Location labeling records
-- Begin --

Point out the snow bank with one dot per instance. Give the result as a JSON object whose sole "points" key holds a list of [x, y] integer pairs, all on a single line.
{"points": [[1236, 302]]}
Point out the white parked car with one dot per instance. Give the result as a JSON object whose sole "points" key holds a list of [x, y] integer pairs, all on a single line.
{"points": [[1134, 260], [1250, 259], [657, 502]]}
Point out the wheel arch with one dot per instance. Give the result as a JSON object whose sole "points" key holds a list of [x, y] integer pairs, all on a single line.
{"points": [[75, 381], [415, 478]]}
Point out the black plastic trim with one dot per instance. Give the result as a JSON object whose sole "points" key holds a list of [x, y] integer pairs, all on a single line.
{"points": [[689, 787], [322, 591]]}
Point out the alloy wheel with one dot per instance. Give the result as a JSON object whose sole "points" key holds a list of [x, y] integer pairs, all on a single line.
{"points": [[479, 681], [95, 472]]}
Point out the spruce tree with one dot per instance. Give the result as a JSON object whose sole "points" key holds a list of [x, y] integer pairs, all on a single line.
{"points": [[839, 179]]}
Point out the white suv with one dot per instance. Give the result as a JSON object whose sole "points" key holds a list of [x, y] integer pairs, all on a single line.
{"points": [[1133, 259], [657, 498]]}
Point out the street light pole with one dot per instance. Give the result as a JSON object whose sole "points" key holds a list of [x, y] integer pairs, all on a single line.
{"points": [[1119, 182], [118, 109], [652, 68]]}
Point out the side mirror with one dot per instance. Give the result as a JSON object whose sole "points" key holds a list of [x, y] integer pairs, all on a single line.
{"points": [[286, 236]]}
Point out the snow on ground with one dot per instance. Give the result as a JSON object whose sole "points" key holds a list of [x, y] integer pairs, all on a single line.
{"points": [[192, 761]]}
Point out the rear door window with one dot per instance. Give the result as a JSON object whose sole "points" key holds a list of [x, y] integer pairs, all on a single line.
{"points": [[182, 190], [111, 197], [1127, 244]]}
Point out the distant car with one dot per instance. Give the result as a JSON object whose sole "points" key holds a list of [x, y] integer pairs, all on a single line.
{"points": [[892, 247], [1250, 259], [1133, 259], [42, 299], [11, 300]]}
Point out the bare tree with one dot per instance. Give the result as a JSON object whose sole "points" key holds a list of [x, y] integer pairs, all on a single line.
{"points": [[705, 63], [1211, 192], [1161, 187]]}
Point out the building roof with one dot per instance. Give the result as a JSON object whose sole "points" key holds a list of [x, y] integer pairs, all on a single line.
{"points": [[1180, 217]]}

-- End --

# Set exercise:
Starting at the line that contains "Point out the distant" and running to the end of the records, lay out each line as a Markdown table with two columns, Row and Record line. Skip any blank lines.

# The completed task:
| Row | Record line |
|---|---|
| 1 | Point out the distant car with one dot per instance. Give the result as a JSON object whose sole "points" key holds a list of [x, y] integer pairs, all on a single line. |
| 2 | {"points": [[892, 247], [1250, 259], [1133, 259], [42, 299], [11, 300]]} |
| 3 | Point out the bare tree with one dot per instance. Give the result as a JSON object whose sole "points" key holds a list of [x, y] integer pairs, all on a single line. |
| 4 | {"points": [[705, 63], [1211, 192], [1161, 187]]} |
| 5 | Point out the building roof with one dot per instance. Give the result as a JSON object whose sole "points" key holds a list of [x, y] integer pairs, all on a single line. |
| 6 | {"points": [[1180, 217]]} |